_Reading text_:
=== Section Start ===

The success of the NVASRS study encouraged the VA to establish an ongoing program for monitoring and improving the quality of surgical care across all VA medical centers, and the National Surgical Quality Improvement Program (NSQIP) was born. More than 110,000 major surgical cases have been added to the database each year, creating more than 1 million surgical cases presently in the VA system.
Over time, as the VA focused on outcomes, the outcomes improved. The VA hospitals saw a 47 percent drop in postoperative mortality and a 43 percent drop in morbidity rates from 1991 to 2006.
In 1999, the private sector became interested in NSQIP. Specifically, private sector hospitals wanted to know if the methodology used in VA hospitals was applicable outside the VA. They also wanted to know if the risk-adjustment models would hold true for the more heterogeneous private sector patient populations vs. the more homogenous VA system, whose patient population is predominantly male.

=== Section End ===

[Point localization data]
=== Section Start ===

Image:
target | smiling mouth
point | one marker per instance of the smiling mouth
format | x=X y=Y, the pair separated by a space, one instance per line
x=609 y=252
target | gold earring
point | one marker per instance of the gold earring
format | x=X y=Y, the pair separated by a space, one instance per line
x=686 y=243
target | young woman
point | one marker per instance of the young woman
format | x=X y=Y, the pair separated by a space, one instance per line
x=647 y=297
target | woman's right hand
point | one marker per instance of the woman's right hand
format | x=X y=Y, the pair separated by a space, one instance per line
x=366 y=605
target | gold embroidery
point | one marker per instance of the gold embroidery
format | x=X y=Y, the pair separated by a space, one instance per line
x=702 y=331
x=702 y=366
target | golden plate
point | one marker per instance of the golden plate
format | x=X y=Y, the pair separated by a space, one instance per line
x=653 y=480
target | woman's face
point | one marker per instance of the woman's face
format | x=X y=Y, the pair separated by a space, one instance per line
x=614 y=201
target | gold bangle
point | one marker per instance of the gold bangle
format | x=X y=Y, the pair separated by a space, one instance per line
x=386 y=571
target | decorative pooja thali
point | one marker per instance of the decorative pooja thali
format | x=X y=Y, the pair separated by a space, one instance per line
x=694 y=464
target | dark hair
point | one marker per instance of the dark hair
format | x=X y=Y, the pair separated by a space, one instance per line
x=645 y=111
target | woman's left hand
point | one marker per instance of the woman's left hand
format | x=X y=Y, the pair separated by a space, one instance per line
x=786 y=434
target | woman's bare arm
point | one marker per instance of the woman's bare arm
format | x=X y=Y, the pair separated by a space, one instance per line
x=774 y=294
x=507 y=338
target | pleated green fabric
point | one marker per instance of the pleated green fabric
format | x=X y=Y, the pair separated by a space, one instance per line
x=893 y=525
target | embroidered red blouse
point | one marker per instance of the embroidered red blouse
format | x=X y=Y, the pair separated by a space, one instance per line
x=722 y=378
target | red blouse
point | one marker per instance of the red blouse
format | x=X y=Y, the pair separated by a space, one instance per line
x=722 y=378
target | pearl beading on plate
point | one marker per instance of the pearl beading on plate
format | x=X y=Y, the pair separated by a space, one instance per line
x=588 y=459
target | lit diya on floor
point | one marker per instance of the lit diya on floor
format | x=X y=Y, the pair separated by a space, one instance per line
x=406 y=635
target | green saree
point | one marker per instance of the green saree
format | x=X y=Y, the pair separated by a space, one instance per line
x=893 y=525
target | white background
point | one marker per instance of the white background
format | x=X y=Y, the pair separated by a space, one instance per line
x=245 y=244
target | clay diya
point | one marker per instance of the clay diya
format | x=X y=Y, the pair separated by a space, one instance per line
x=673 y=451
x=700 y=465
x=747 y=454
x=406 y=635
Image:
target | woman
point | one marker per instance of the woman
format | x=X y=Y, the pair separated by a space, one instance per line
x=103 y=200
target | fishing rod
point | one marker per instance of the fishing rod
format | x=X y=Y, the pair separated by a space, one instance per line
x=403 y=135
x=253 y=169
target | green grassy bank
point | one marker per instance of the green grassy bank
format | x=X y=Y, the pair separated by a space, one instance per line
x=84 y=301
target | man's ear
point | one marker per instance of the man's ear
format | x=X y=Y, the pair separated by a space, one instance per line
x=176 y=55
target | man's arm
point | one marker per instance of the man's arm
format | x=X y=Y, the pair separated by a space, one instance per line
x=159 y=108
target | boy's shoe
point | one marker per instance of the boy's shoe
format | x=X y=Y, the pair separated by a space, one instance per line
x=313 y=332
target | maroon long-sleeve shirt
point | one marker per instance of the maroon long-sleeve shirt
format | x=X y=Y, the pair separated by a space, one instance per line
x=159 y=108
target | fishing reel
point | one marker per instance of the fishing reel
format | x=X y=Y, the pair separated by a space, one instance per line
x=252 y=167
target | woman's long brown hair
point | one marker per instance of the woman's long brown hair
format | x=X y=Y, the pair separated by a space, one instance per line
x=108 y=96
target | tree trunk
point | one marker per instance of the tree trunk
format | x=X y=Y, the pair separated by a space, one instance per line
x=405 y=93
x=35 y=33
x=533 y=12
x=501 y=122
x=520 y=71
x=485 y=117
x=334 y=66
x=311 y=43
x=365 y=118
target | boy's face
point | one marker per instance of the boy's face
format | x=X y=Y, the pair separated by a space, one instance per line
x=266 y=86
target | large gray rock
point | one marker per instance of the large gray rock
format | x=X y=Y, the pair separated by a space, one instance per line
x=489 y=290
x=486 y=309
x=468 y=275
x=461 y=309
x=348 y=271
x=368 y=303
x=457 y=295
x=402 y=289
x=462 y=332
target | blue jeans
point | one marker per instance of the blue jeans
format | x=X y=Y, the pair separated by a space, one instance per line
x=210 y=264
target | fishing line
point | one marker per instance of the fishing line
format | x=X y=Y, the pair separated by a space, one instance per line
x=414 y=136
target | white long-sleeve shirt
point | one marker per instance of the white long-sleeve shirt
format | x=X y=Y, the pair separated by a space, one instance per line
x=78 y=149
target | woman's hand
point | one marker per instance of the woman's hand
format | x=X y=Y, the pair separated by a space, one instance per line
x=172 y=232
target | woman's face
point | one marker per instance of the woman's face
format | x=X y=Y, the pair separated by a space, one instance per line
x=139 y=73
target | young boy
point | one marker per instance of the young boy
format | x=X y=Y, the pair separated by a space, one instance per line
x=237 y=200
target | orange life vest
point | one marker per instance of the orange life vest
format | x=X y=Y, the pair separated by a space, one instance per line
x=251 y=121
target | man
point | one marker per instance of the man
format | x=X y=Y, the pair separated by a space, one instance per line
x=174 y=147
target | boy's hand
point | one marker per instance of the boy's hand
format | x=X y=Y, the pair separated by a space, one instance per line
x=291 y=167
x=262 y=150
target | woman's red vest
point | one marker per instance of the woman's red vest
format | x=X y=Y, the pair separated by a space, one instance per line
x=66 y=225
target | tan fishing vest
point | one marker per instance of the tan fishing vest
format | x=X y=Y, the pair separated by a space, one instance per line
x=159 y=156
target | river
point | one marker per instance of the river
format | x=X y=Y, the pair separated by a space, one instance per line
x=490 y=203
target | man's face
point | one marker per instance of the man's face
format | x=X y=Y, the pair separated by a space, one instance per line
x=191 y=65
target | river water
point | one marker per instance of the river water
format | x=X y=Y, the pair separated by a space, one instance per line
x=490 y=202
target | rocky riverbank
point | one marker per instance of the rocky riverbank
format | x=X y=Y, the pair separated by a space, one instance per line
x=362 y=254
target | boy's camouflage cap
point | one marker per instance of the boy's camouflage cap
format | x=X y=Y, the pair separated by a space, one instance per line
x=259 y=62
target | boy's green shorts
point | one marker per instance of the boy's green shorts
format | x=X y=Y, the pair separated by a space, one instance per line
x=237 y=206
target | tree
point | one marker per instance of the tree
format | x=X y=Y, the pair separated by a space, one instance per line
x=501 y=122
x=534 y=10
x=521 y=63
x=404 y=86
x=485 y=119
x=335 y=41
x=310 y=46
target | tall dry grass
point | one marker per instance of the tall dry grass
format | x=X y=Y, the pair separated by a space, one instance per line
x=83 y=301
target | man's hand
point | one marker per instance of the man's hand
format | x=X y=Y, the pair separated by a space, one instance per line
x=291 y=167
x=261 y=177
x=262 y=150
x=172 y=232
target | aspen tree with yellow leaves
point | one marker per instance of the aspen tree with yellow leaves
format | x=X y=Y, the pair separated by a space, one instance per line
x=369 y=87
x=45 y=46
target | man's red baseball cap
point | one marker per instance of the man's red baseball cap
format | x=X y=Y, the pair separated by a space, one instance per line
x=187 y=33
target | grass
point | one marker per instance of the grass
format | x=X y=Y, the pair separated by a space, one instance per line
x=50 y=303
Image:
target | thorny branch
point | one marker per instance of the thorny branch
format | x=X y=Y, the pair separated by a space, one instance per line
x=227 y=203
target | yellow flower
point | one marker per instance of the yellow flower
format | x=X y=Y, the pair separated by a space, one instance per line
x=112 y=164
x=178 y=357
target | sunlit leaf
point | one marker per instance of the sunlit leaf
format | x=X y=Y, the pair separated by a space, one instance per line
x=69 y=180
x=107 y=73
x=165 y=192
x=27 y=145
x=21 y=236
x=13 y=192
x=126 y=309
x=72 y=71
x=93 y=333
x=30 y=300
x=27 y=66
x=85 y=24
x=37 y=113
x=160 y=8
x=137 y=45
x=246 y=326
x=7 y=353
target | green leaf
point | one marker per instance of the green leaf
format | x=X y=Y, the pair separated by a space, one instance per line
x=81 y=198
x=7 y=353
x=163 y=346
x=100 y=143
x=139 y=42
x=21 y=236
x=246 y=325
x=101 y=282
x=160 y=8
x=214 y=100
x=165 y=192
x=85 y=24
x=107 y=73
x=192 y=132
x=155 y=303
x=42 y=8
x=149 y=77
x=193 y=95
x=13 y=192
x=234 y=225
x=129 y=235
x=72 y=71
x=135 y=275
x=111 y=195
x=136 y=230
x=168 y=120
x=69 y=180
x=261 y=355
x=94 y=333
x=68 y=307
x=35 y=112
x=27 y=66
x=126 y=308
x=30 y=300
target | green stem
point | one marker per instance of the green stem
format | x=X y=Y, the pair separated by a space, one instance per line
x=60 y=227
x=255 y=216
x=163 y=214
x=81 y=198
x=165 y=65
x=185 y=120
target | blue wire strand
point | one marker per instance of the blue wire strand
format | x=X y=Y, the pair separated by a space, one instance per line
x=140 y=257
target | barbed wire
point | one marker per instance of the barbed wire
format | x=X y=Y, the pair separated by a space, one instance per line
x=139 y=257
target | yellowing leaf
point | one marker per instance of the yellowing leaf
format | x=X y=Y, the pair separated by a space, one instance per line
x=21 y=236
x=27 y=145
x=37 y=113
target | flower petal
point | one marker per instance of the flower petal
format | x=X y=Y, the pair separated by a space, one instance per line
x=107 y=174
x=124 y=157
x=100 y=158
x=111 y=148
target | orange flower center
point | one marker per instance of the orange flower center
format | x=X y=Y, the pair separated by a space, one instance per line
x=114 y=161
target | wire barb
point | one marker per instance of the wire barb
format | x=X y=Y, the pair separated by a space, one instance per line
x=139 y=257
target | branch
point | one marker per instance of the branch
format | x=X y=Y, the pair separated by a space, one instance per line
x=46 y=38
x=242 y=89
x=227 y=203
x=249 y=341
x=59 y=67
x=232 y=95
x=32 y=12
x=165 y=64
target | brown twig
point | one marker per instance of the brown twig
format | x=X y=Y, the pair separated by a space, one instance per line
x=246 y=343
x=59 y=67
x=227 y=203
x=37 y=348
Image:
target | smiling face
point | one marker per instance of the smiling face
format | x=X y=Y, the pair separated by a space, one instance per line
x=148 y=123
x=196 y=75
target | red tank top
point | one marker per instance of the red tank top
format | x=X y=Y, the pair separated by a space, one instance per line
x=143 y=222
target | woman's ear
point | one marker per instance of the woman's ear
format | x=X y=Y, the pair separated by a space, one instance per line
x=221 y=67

=== Section End ===

_Work task A_:
From the passage on the VA surgical quality program, extract the words from "Over time, as" up to and including "is predominantly male.".
_Work task B_:
Continue the passage on the VA surgical quality program from the point where it stops.
These entries have no connection to the passage on the VA surgical quality program.

_Task answer A_:
Over time, as the VA focused on outcomes, the outcomes improved. The VA hospitals saw a 47 percent drop in postoperative mortality and a 43 percent drop in morbidity rates from 1991 to 2006.
In 1999, the private sector became interested in NSQIP. Specifically, private sector hospitals wanted to know if the methodology used in VA hospitals was applicable outside the VA. They also wanted to know if the risk-adjustment models would hold true for the more heterogeneous private sector patient populations vs. the more homogenous VA system, whose patient population is predominantly male.

_Task answer B_:
A pilot study, initiated in 1999, determined the feasibility of implementing NSQIP in non-VA hospitals. Surgeons at three nonfederal hospitals (Emory University, the University of Michigan, and the University of Kentucky) volunteered to participate in the pilot and to donate the time of a nurse coordinator to collect data. The pilot study included only general and vascular surgery. The three centers found that after the first complete year of analysis, both the data collection/transmission methods and the predictive and risk-adjustment models of NSQIP were applicable to their non-VA environments.
2001 – Today: American College of Surgeons (ACS)
In 2001, ACS launched a pilot program funded by the Agency for Healthcare Research and Quality (AHRQ) to demonstrate that NSQIP also functioned very well in reducing morbidity and mortality in private sector hospitals. Founded in 1913, ACS aims to improve the care of the surgical patient. This goal has always been the guiding force in ACS activities. The development of a national system to collect and report risk-adjusted event data for surgical services was of great importance to the American College of Surgeons, which represents 77,000 surgeons worldwide.
NSQIP functioned very well in the 18 private sector hospitals that took part in the pilot program, and, in October 2002, the Institute of Medicine named NSQIP the “best in the nation” for measuring and reporting surgical quality and outcomes.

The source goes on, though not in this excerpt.